[Problem description]
Copy the lines from the one containing "of the wooden" through the one containing "x=884, y=256", changing "photo" to "image" and keeping everything else the same. Omit the pictures from your answer.

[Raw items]

+---+

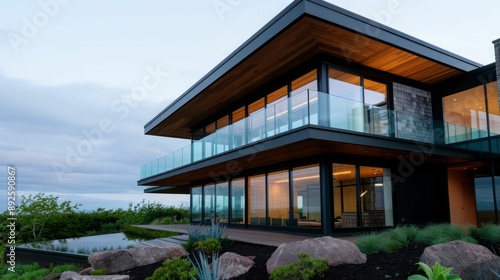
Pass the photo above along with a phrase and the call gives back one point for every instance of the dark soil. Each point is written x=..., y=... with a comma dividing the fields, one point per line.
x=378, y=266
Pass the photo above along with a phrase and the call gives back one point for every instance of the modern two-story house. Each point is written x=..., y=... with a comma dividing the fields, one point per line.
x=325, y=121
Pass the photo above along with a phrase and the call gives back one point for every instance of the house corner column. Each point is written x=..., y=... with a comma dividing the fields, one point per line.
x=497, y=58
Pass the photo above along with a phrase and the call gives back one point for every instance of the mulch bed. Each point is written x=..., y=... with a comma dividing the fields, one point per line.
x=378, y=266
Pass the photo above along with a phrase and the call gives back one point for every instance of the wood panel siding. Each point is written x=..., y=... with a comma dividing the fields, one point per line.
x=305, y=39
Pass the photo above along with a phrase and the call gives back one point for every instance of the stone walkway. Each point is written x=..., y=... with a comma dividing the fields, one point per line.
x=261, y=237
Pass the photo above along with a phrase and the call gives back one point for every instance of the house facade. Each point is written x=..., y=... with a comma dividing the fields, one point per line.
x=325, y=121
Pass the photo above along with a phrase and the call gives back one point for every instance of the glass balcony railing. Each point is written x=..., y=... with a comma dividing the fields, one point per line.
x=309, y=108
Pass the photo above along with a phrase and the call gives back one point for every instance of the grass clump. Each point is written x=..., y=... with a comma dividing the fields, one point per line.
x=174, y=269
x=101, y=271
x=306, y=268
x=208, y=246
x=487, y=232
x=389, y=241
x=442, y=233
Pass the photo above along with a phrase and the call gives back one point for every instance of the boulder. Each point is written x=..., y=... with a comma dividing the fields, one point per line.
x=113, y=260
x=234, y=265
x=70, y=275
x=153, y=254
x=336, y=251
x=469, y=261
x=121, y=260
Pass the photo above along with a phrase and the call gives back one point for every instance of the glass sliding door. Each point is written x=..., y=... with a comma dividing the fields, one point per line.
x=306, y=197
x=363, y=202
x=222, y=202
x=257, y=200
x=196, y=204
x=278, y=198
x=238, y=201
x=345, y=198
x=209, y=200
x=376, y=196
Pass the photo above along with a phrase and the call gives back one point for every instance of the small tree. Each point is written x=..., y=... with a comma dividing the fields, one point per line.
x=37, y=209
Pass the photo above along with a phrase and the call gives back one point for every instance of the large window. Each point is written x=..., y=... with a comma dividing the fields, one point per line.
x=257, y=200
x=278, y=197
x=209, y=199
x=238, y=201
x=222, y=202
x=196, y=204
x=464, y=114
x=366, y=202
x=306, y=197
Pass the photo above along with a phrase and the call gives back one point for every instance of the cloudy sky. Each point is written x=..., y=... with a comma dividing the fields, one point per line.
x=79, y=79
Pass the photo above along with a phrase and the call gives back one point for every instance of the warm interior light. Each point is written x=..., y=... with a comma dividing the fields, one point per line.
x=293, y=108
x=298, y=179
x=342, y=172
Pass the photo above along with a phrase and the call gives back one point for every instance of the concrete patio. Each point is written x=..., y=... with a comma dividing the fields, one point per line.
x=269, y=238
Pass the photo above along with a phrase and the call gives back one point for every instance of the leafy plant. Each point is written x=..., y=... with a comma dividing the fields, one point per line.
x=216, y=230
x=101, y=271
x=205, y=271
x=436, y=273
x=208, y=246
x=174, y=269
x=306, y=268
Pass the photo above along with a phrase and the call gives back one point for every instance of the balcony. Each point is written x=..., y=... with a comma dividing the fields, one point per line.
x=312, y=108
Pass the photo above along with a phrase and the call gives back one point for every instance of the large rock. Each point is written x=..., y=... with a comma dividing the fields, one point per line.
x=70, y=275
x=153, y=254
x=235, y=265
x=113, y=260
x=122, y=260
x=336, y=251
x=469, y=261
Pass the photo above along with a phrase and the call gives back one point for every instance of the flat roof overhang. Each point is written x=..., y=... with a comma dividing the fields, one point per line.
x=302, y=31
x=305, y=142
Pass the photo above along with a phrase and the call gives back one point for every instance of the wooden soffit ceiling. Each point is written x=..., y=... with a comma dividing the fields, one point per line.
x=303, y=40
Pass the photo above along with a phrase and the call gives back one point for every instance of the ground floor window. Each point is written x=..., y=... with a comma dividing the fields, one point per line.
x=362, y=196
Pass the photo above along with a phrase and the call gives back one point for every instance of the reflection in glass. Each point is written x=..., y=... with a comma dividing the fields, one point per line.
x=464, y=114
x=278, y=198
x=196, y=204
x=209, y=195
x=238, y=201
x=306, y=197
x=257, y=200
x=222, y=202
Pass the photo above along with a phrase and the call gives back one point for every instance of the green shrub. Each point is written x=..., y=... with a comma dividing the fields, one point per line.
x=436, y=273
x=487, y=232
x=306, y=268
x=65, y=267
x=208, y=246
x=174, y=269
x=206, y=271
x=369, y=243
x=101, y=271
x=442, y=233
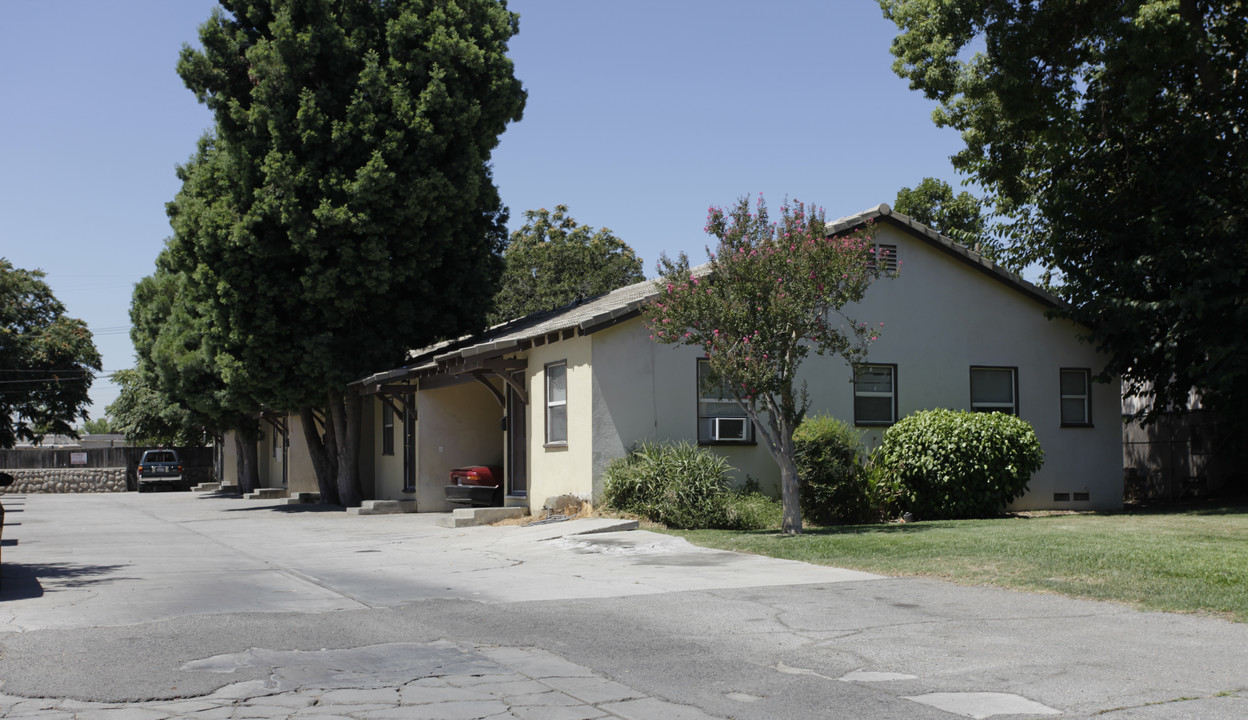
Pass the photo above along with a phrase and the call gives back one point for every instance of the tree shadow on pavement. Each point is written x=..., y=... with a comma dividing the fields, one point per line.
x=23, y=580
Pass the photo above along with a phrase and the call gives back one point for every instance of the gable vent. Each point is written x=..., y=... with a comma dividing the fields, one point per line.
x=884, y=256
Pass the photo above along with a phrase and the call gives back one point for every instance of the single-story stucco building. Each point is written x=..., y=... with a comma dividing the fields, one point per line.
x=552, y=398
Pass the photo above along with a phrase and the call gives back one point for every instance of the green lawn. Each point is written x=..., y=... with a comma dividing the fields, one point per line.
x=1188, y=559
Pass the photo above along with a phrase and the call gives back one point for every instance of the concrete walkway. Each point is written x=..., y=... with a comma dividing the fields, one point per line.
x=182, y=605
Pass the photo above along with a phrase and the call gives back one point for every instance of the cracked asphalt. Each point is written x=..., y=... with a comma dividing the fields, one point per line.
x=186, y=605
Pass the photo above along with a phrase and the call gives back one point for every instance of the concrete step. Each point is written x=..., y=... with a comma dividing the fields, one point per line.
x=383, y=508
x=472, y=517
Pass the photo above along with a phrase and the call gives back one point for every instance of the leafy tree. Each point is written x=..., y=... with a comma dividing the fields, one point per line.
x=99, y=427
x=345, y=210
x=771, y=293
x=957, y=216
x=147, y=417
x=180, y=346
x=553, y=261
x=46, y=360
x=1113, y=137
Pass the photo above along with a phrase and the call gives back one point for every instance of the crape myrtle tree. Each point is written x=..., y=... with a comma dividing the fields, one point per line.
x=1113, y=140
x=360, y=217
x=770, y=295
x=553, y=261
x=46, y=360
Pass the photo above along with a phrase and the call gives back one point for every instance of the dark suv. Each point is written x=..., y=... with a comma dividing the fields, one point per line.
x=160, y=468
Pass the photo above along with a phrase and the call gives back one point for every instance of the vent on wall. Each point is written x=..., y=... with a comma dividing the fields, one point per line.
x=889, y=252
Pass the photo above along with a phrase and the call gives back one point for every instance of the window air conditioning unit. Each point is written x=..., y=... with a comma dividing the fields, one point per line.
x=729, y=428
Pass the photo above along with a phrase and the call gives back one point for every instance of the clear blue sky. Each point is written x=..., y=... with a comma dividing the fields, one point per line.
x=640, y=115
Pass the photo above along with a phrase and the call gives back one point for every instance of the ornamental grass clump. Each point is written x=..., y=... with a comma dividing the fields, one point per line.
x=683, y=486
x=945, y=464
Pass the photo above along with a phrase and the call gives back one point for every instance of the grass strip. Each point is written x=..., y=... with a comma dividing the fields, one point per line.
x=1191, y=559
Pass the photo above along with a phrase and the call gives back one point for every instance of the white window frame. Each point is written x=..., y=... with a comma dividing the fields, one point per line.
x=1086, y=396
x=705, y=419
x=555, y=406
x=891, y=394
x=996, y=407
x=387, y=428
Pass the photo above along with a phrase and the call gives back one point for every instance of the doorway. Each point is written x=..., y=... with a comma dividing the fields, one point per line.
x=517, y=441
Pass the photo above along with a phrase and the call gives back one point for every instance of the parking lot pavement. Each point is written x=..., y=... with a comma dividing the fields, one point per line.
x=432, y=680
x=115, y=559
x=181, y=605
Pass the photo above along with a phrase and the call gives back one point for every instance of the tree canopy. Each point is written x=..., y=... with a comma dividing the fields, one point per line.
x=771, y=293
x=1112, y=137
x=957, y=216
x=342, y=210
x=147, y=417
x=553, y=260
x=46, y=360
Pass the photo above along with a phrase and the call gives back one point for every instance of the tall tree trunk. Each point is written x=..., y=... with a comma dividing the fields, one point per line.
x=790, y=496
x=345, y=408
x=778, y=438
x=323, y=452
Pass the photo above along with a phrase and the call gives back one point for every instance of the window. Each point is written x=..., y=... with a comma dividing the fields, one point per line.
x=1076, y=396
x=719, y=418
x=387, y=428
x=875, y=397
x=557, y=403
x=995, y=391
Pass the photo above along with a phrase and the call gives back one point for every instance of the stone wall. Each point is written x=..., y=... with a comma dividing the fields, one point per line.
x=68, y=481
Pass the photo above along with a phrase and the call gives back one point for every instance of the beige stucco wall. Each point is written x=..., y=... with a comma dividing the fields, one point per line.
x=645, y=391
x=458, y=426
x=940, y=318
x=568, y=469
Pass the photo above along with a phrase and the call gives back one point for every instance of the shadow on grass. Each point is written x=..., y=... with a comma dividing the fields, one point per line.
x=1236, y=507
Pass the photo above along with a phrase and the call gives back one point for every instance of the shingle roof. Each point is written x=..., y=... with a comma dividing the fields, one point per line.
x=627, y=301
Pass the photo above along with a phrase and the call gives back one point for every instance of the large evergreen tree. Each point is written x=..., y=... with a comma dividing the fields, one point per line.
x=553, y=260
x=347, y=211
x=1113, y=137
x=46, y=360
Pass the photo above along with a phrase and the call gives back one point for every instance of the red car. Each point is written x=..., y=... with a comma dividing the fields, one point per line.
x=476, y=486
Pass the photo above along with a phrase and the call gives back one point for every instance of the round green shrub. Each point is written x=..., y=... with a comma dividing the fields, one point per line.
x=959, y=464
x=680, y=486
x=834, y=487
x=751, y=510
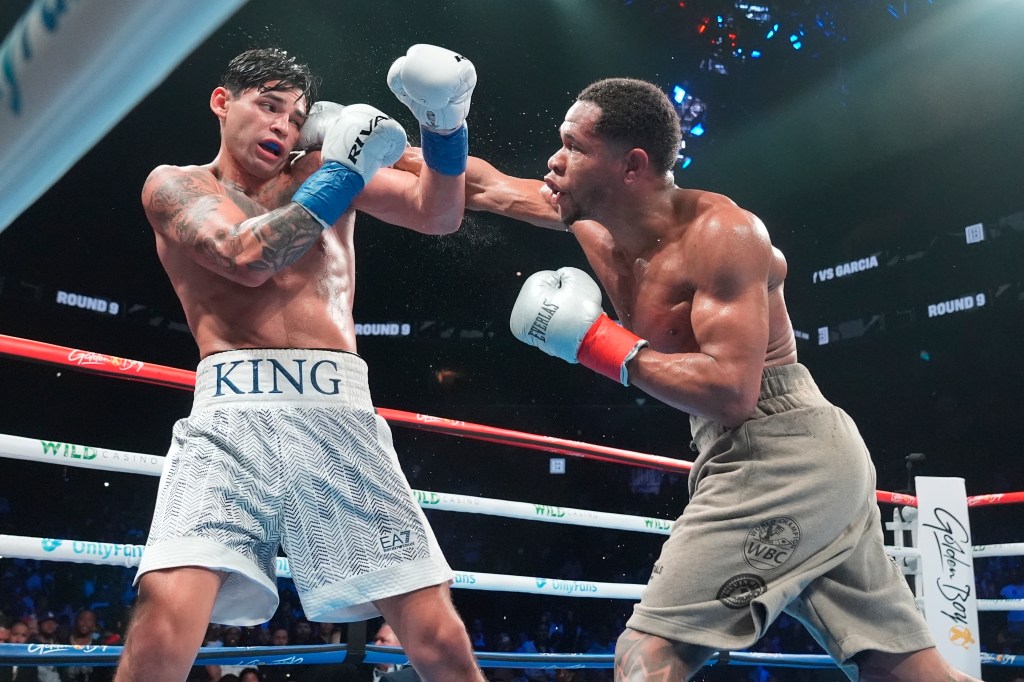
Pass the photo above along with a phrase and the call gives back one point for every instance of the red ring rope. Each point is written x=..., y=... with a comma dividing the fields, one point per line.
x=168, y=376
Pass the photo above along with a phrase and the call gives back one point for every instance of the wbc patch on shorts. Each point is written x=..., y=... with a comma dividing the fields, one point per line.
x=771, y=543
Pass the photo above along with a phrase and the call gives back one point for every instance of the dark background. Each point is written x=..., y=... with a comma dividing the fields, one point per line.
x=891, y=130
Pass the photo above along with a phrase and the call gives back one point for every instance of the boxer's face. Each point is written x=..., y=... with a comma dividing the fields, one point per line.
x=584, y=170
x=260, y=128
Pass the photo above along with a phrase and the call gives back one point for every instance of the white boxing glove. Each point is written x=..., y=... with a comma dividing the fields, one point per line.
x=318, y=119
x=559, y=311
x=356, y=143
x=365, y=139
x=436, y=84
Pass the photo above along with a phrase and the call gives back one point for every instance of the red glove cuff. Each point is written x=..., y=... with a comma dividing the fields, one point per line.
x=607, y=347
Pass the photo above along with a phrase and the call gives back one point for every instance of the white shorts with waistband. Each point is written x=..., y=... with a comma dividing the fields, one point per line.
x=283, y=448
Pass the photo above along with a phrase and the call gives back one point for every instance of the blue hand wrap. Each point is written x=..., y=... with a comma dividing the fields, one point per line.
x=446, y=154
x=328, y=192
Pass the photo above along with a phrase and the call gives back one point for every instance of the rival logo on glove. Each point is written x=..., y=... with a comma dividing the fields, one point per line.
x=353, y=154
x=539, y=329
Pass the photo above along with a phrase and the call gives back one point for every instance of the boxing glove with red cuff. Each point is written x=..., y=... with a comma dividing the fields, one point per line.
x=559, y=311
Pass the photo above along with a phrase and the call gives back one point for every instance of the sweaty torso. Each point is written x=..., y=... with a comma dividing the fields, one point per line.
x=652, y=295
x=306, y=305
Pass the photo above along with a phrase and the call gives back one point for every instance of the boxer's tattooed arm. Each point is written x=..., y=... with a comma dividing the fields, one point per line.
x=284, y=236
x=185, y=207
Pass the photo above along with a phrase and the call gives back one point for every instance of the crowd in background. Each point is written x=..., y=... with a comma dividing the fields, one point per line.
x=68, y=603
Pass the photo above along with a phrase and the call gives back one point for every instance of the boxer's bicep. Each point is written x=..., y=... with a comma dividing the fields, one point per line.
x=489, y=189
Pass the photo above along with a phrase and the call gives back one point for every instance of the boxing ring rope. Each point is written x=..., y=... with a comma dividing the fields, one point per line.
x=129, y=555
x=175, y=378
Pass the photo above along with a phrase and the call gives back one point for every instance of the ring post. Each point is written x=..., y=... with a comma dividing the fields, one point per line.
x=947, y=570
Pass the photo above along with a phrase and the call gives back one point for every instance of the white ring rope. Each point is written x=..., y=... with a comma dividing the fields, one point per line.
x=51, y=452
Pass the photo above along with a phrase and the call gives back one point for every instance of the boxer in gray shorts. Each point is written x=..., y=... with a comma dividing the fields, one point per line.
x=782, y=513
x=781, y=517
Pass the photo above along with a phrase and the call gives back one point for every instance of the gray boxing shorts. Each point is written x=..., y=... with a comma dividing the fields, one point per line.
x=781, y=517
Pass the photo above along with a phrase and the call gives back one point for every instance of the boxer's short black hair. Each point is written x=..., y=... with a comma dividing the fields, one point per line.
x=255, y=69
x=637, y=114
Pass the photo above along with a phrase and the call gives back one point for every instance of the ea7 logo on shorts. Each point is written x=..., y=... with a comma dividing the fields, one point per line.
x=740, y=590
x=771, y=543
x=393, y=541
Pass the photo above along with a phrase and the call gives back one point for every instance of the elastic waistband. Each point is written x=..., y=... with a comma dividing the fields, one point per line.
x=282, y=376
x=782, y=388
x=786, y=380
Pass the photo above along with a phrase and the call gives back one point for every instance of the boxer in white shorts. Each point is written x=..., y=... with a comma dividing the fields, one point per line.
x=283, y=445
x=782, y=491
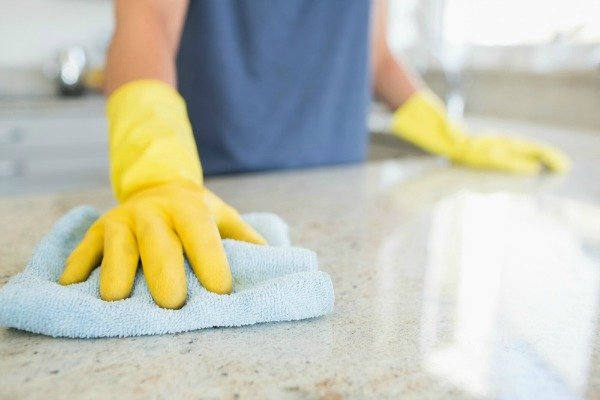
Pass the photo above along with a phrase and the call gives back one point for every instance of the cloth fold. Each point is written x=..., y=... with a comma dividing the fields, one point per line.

+---+

[Full output]
Pass the image above along with a phrase and the call gives back one point for every instance of the wooden soffit ceiling. Each point is written x=..., y=... with a comma dividing the fields, one point per line.
x=303, y=40
Pass the image above along with a phrase and the call gives back one point for every instance of the ground floor window. Each point is written x=..., y=... with a comma dividing the fields, one point per line.
x=362, y=196
Pass the image above along with a phrase and the call gives back one point for every instance of the reflection in glass. Each point is written x=..., y=... with a comma dividing the fields, one point per line.
x=464, y=114
x=278, y=198
x=196, y=204
x=209, y=195
x=238, y=201
x=306, y=197
x=257, y=200
x=222, y=202
Pass the image above along with a phrase and the call gives back one point for every instance of the green shrub. Each point is written x=..., y=... with a comma dividing the fields, one point per line.
x=436, y=273
x=487, y=232
x=306, y=268
x=65, y=267
x=208, y=246
x=174, y=269
x=206, y=271
x=369, y=243
x=101, y=271
x=442, y=233
Pass the image above along with a phrase and the call gives back one point for every instance of the tree shadow on pavement. Each point is written x=..., y=... with a comma dividing the fields, one point per line.
x=23, y=580
Pass the image above along with a phrase and the call gives back one point for every instance of the gable vent. Each point is written x=..., y=... with a comma dividing the fields, one point per line.
x=884, y=256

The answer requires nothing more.